[Dataset excerpts]
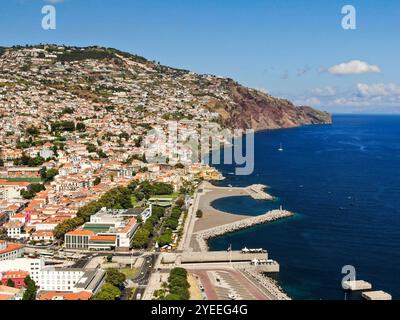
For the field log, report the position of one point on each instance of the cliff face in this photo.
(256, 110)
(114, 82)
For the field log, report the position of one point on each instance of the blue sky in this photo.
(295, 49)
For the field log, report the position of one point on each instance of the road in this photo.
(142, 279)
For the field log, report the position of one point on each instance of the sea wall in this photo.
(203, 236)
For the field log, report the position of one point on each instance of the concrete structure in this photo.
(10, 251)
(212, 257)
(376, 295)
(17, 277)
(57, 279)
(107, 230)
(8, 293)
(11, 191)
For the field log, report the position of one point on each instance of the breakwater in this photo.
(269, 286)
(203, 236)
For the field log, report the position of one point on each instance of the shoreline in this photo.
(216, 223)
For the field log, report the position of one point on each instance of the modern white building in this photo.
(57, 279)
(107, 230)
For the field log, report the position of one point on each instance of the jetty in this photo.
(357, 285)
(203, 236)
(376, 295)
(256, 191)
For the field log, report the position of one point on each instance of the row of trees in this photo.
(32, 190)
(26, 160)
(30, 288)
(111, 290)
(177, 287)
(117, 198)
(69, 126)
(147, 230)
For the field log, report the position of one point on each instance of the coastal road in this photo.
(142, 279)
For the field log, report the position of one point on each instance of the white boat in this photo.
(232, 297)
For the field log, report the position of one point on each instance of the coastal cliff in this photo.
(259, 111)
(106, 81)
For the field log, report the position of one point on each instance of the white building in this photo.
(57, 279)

--

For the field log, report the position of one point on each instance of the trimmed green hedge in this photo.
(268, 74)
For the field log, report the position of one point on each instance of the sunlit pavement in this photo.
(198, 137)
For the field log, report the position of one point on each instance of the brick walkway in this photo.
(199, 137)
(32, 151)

* * *

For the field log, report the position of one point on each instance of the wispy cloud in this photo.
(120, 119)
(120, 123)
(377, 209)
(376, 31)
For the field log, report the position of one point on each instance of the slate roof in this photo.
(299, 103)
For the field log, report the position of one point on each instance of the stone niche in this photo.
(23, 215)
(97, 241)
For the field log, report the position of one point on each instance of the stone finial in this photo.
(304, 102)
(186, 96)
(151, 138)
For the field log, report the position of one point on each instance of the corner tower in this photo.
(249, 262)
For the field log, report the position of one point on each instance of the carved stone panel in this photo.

### Action item
In the entries above, find the line with "niche in this photo." and the line with "panel in this photo.", then set down exactly those two and every line between them, nothing else.

### Problem solution
For the field log, report the position of one point on each instance of the stone niche in this photo.
(23, 215)
(97, 241)
For the field log, report the position of one point on each instance of the stone finial in this photo.
(304, 102)
(186, 96)
(151, 138)
For the field log, report the position of one point on each instance of the corner tower in this photo.
(249, 262)
For the field log, report the position of one point on each instance of the carved stone panel in this photo.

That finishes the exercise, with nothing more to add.